#### MATERIAL SUPPLIED
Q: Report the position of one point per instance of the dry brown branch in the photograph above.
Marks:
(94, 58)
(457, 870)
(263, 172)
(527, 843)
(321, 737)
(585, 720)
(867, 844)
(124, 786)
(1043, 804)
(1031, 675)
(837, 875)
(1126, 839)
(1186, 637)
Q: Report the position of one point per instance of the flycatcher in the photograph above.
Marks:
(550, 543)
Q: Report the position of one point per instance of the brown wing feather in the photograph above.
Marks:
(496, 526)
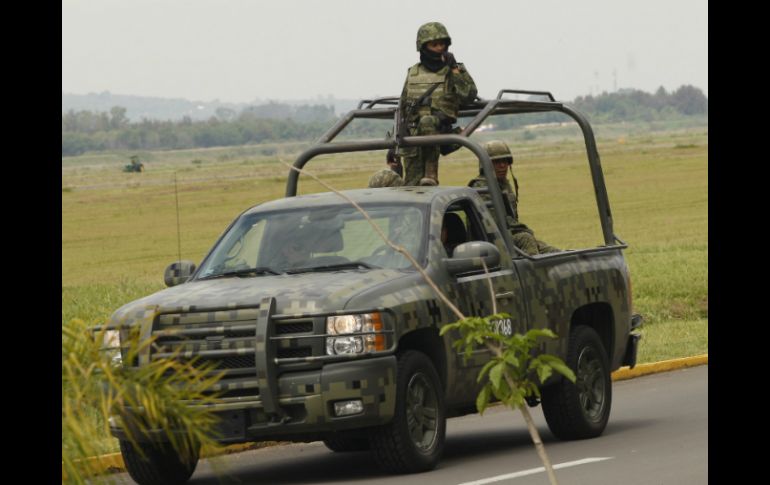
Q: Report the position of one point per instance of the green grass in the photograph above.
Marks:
(119, 230)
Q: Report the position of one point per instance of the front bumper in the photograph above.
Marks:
(305, 404)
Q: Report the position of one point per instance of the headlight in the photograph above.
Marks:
(367, 325)
(111, 346)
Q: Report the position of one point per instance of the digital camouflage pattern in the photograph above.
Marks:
(432, 31)
(268, 332)
(523, 236)
(437, 113)
(385, 178)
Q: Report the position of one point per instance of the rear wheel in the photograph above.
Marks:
(414, 440)
(157, 464)
(581, 410)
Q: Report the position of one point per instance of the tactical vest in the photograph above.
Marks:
(419, 80)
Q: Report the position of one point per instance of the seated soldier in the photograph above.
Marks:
(523, 237)
(453, 232)
(388, 177)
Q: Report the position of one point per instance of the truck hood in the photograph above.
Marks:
(298, 293)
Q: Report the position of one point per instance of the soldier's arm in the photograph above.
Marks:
(463, 84)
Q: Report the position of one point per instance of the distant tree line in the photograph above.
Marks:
(625, 105)
(84, 131)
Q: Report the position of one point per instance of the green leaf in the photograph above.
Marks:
(482, 400)
(510, 357)
(485, 369)
(496, 374)
(543, 372)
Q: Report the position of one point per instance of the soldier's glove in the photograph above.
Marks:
(449, 58)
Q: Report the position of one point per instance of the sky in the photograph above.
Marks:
(239, 50)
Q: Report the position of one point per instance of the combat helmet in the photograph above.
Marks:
(385, 178)
(432, 31)
(498, 150)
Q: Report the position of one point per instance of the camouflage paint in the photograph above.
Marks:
(272, 319)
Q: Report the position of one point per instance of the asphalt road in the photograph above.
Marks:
(657, 434)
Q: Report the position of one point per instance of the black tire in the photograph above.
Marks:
(344, 442)
(159, 465)
(581, 410)
(414, 440)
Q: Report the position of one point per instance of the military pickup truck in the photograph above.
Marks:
(323, 332)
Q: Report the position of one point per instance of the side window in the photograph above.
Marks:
(461, 224)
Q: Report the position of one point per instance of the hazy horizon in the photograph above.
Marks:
(237, 51)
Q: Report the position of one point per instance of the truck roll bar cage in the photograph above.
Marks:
(479, 110)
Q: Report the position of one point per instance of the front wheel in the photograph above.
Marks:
(581, 410)
(157, 464)
(414, 440)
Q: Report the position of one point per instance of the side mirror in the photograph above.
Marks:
(468, 256)
(178, 272)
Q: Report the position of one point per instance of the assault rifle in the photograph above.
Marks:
(404, 113)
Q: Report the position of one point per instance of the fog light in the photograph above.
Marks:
########
WORK TO BE COMPLETED:
Report all lines in the records that include the string "front".

TASK RESULT:
Q: Report the position of one point per instance of the front bumper in the photograph above.
Q: Report the position of one point per instance of the front wheel in the photograph above.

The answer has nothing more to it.